## EXERCISE GOAL
Please return the data word for word and leave out any picture it contains.

Collected data
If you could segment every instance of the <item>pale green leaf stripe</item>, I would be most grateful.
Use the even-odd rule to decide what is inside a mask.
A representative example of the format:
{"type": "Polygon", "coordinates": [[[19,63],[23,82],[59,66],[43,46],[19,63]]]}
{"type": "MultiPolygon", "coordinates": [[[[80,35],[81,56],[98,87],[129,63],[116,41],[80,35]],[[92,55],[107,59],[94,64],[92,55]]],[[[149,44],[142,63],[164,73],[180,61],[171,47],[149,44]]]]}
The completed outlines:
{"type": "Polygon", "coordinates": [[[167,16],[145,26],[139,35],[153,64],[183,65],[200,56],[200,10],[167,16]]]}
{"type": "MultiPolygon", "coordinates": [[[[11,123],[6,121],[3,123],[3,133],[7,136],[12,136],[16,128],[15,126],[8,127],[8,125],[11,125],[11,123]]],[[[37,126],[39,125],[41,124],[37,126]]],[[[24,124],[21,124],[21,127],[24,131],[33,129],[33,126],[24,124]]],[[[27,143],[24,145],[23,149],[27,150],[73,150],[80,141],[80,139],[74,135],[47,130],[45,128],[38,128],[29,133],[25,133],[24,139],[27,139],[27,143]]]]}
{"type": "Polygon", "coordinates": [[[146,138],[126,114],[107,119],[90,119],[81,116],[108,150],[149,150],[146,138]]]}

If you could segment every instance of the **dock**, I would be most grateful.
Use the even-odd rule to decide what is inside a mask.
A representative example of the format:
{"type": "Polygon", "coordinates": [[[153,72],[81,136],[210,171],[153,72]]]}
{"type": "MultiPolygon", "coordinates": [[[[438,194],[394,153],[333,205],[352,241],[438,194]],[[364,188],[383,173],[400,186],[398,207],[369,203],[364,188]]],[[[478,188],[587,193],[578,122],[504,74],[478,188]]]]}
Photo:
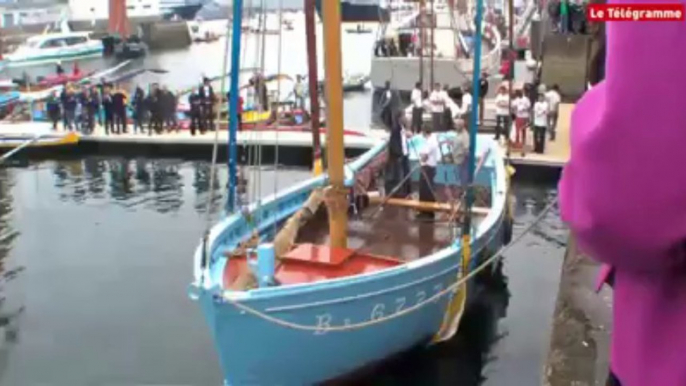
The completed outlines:
{"type": "MultiPolygon", "coordinates": [[[[379,138],[388,134],[385,130],[351,130],[363,135],[346,135],[346,156],[358,156],[374,146],[379,138]]],[[[260,130],[237,133],[239,160],[253,151],[259,151],[263,163],[273,163],[277,158],[283,165],[301,166],[312,162],[312,134],[309,131],[260,130]],[[255,150],[257,149],[257,150],[255,150]]],[[[326,135],[321,135],[326,146],[326,135]]],[[[227,158],[229,134],[222,130],[216,138],[219,159],[227,158]]],[[[102,127],[96,127],[93,134],[82,135],[79,150],[88,154],[209,158],[215,144],[215,132],[191,135],[189,130],[165,131],[162,134],[133,133],[132,126],[127,134],[105,134],[102,127]]]]}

## SOLUTION FOR THIS TASK
If you could segment every instance of the <item>pale green leaf stripe</item>, I would be most grateful.
Use the even-odd rule to decide what is inside a mask.
A representative example of the format:
{"type": "Polygon", "coordinates": [[[19,63],[23,82],[59,66],[43,46],[19,63]]]}
{"type": "MultiPolygon", "coordinates": [[[[80,35],[81,56],[98,87],[129,63],[116,41],[80,35]],[[92,55],[107,59],[94,64],[92,55]]],[[[149,44],[142,63],[164,73],[180,61],[171,47],[149,44]]]]}
The completed outlines:
{"type": "Polygon", "coordinates": [[[167,16],[145,26],[139,35],[153,64],[183,65],[200,56],[200,10],[167,16]]]}
{"type": "MultiPolygon", "coordinates": [[[[11,123],[6,121],[3,123],[3,133],[7,136],[12,136],[16,128],[15,126],[8,127],[8,125],[11,125],[11,123]]],[[[37,126],[39,125],[41,124],[37,126]]],[[[24,124],[21,124],[21,127],[24,131],[33,129],[33,126],[24,124]]],[[[27,143],[24,145],[23,149],[27,150],[73,150],[80,141],[80,139],[74,135],[47,130],[45,128],[38,128],[29,133],[25,133],[24,139],[27,139],[27,143]]]]}
{"type": "Polygon", "coordinates": [[[146,138],[126,114],[107,119],[90,119],[81,116],[108,150],[149,150],[146,138]]]}

If you could segment every instance of the **dock**, I would be most grateful.
Use the even-odd rule to decide what is inside a mask.
A representative example of the format:
{"type": "Polygon", "coordinates": [[[153,72],[81,136],[210,171],[153,72]]]}
{"type": "MultiPolygon", "coordinates": [[[[438,194],[394,153],[333,205],[352,241],[438,194]],[[364,188],[383,173],[400,186],[398,207],[369,203],[364,188]]],[[[478,188],[587,193],[578,122],[504,74],[478,188]]]]}
Photo:
The completed outlines:
{"type": "MultiPolygon", "coordinates": [[[[379,138],[388,134],[385,130],[351,130],[363,135],[346,135],[346,156],[358,156],[374,146],[379,138]]],[[[260,130],[237,133],[239,160],[253,151],[259,151],[263,163],[273,163],[277,158],[283,165],[301,166],[312,162],[312,134],[309,131],[260,130]],[[255,150],[257,149],[257,150],[255,150]]],[[[326,135],[321,135],[326,146],[326,135]]],[[[227,158],[229,134],[222,130],[216,138],[219,159],[227,158]]],[[[102,127],[96,127],[93,134],[82,135],[79,150],[88,154],[209,158],[215,144],[215,132],[191,135],[189,130],[165,131],[162,134],[133,133],[132,126],[127,134],[105,134],[102,127]]]]}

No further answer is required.